Perhaps we should not have been surprised to find such strong effects from 
programs of acceleration. Reviewers have been noting for many years that programs of 
acceleration almost always produce good results. **Perhaps what is needed,** Gallagher 
suggested in 1969, "is some social psychologist to explore why this procedure is generally 
ignored in the face of such overwhelmingly favorable results" (p. 541). Getzels and Dillon 
in 1973 also lamented the lack of interest in acceleration and offered a social psychological 
explanation: 

Apparently the cultural values favoring a standard period of dependency and 
formal education are stronger than the social or individual need for achievement 
and independence. This is an instance of the more general case one remarks 
throughout education: When research findings clash with cultural values, the 
values are more likely to prevail, (p. 717)

■ **SET TASKS**:
- 1) In the passage on acceleration, rewrite the part that begins with "Apparently the cultural" and ends after "prevail, (p. 717)", swapping "values" for "norms".
- 2) Name every researcher mentioned by surname in the passage on acceleration.
- 3) Extend the passage on acceleration programs with a paragraph that follows on from its last sentence.

■ **INFORMATION GIVEN**:
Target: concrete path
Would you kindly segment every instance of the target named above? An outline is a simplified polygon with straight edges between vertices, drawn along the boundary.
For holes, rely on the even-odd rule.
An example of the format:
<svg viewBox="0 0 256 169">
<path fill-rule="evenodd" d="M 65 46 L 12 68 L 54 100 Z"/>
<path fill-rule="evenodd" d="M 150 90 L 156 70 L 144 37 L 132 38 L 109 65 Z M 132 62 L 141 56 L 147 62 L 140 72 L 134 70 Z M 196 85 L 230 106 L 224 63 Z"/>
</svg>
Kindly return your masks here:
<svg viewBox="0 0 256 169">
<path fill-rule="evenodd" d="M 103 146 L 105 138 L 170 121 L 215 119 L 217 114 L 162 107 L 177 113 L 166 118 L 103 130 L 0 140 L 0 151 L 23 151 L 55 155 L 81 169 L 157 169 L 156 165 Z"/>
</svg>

■ **ANSWERS IN ORDER**:
- 1)
Apparently the cultural norms favoring a standard period of dependency and 
formal education are stronger than the social or individual need for achievement 
and independence. This is an instance of the more general case one remarks 
throughout education: When research findings clash with cultural norms, the 
norms are more likely to prevail, (p. 717)

- 2) Gallagher, Getzels, Dillon

- 3)
Special Enriched Classes 

Accelerated programs were the first accommodation made for gifted and talented 
students in age-graded schools, and in the early years of this century, they were the major 
method by which schools met the special needs of their high- aptitude students. But by the 
1920s some educators began to question the wisdom of acceleration. Their main concern 
was that accelerated programs might not be meeting the emotional and social needs of gifted 
youngsters. Two alternative approaches came to be emphasized: enrichment in speci^d 
classes and enrichment in the regular class.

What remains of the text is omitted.